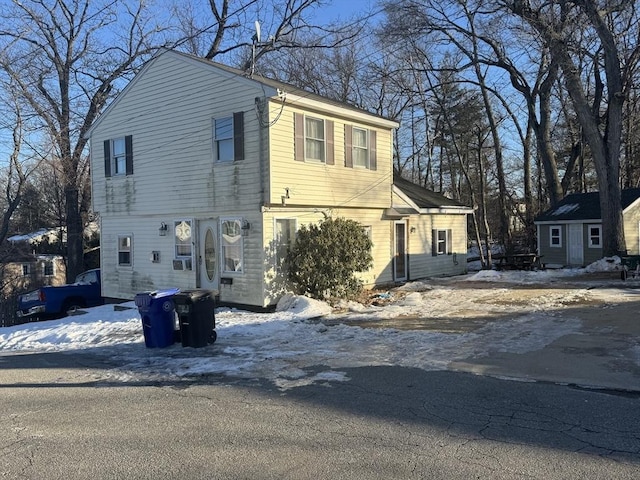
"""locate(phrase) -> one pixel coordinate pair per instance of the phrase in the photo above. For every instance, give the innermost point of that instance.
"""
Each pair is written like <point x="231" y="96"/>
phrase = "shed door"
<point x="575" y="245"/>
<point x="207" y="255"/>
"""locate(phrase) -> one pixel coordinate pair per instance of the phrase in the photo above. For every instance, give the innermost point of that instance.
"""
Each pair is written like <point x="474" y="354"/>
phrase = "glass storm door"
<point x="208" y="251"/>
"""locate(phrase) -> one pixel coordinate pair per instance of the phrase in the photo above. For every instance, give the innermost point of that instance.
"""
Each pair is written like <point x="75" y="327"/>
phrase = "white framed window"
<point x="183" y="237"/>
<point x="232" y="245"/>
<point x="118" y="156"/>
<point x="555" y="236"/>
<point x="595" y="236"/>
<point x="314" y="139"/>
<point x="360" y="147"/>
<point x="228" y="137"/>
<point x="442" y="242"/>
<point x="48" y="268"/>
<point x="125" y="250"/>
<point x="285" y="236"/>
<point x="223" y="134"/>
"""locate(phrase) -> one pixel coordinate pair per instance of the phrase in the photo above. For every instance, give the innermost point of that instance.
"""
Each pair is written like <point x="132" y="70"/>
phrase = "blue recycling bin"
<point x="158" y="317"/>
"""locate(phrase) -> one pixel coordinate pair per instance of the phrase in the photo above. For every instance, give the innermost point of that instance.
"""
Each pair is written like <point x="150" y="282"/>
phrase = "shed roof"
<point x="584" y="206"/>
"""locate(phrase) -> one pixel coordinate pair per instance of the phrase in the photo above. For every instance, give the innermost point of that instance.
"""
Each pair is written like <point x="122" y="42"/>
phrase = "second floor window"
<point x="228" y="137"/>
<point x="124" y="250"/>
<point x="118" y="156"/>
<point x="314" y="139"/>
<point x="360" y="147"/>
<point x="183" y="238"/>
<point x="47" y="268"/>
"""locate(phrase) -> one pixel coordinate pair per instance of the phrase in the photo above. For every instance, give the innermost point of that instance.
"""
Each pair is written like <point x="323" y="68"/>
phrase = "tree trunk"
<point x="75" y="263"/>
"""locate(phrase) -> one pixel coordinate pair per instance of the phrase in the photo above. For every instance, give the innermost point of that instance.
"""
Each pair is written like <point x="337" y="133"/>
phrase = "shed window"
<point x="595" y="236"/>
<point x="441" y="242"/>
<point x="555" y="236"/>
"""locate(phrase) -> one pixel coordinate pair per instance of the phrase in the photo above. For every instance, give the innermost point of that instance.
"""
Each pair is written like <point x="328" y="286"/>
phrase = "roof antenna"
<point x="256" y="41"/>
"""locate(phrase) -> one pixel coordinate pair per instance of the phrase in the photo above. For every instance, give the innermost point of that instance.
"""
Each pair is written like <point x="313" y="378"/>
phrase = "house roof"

+===+

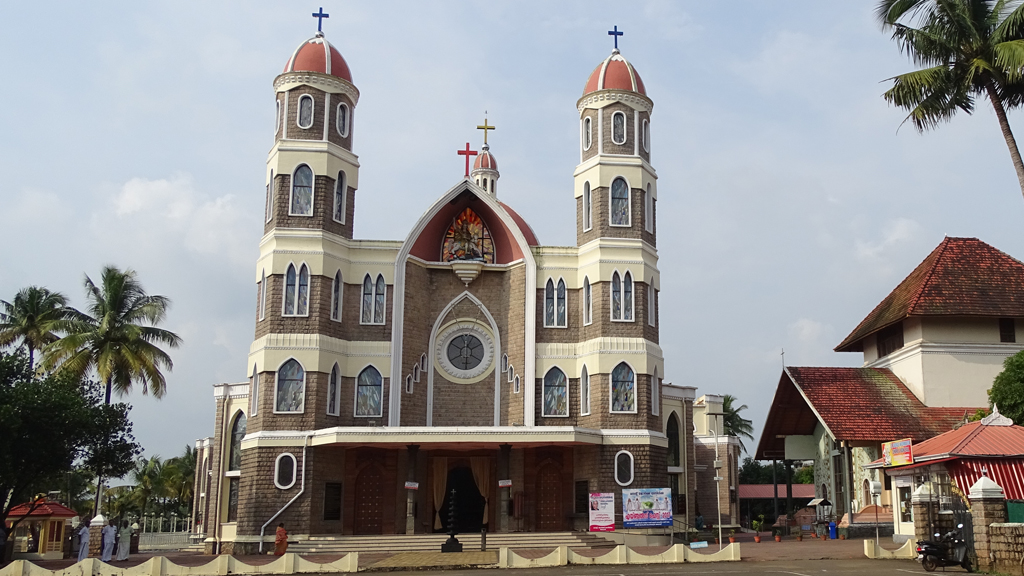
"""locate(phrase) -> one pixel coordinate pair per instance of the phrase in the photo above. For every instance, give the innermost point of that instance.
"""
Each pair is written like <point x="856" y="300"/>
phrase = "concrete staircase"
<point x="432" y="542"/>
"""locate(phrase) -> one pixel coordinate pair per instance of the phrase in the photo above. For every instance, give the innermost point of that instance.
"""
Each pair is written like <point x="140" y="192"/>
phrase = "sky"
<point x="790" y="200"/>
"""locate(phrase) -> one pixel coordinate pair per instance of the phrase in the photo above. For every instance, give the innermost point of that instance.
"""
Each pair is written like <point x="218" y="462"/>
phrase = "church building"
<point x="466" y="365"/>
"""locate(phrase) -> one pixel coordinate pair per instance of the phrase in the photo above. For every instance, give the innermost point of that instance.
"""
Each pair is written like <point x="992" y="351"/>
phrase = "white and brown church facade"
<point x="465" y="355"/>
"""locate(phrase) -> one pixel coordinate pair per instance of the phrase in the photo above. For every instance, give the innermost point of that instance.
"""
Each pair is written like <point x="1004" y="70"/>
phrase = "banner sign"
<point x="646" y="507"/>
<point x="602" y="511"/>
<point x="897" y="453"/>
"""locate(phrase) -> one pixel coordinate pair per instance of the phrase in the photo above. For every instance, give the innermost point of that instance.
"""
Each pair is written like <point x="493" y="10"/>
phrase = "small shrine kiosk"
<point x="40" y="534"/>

+===+

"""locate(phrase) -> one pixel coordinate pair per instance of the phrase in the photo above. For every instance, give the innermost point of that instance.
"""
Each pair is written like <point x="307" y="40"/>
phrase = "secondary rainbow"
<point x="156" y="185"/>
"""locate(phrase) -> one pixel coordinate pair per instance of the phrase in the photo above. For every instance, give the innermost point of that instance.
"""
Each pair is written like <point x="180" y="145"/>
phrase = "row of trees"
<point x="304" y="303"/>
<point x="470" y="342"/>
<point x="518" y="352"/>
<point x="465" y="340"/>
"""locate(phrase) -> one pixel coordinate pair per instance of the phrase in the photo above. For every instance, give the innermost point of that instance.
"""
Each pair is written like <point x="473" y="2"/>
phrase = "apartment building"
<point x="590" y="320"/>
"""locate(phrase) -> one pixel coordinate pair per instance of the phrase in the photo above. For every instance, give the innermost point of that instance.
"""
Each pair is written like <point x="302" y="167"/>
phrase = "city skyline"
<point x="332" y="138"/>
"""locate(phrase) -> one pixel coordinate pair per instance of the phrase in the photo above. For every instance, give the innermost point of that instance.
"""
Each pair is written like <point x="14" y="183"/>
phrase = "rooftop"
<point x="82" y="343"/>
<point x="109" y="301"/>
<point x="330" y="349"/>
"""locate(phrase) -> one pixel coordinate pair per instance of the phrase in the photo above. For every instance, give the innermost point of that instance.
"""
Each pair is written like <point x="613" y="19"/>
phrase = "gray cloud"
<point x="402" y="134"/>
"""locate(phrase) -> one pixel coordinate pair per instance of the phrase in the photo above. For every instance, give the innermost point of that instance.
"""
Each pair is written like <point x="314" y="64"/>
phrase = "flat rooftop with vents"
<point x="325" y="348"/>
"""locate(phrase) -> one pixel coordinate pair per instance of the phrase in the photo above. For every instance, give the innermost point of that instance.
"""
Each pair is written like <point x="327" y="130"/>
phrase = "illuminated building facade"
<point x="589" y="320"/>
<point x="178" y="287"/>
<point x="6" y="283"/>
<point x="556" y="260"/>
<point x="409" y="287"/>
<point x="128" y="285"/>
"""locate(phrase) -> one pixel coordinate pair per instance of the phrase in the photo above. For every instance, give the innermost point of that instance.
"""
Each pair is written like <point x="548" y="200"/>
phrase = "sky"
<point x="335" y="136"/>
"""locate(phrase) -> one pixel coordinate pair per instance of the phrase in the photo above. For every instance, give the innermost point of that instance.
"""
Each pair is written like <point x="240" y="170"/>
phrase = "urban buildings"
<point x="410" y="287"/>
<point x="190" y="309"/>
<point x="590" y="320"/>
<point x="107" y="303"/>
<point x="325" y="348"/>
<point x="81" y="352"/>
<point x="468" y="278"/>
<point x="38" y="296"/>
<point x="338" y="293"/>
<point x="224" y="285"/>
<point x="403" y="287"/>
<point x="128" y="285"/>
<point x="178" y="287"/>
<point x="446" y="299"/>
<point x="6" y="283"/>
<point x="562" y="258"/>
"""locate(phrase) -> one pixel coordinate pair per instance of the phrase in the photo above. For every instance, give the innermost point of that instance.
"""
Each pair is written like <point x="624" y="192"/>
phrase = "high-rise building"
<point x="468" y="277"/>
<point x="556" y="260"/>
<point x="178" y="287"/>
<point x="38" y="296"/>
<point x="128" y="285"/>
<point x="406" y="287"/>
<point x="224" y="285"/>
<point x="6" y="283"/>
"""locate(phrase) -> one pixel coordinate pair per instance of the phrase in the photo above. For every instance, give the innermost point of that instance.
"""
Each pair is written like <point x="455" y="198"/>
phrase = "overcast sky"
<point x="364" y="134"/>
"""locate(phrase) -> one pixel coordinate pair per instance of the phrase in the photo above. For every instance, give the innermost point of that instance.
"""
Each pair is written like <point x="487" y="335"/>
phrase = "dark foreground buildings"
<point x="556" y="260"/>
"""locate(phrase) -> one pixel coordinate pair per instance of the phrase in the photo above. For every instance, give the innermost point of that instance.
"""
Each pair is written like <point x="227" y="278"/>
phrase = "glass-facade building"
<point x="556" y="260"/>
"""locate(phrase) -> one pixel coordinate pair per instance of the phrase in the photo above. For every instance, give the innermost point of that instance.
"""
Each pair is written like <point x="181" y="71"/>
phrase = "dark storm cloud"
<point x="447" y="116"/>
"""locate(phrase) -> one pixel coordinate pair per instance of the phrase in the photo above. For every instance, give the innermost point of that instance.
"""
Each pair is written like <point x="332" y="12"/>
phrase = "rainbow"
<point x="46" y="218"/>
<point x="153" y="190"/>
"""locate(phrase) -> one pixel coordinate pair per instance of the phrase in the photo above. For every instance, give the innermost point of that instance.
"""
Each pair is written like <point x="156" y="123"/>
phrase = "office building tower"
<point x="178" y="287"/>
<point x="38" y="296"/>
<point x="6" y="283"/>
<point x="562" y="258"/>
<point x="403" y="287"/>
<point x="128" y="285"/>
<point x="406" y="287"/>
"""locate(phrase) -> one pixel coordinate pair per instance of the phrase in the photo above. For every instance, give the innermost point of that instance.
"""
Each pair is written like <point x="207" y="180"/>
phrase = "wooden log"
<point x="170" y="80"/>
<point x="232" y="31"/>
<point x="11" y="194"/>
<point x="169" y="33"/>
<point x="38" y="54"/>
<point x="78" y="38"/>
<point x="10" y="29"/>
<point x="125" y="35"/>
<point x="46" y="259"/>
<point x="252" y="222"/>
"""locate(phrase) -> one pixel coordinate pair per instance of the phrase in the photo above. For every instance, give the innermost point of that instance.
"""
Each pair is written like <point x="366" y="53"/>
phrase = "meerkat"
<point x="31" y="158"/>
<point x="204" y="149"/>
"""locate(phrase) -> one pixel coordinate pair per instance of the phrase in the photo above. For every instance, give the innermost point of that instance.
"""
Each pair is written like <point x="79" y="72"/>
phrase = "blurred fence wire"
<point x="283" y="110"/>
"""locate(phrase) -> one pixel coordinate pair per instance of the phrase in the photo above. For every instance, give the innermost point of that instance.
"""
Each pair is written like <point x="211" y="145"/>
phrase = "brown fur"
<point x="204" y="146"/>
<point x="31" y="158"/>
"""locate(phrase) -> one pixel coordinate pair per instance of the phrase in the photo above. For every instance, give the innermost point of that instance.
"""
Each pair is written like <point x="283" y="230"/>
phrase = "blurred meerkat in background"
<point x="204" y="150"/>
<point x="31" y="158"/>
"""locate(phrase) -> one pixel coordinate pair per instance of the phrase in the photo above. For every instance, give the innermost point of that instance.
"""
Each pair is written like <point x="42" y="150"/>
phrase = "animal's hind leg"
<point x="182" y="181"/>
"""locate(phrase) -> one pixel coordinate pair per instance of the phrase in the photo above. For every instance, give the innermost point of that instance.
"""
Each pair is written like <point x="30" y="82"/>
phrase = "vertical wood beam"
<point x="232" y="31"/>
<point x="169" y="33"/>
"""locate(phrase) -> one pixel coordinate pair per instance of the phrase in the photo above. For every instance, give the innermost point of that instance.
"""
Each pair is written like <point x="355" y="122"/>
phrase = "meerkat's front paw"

+===+

» **WHAT TO PRODUCE**: List every line of the data above that contains the string "brown". Case counts, so match only that exact capitalization.

» **EXERCISE SOLUTION**:
phrase = "white and brown church facade"
phrase = "brown fur"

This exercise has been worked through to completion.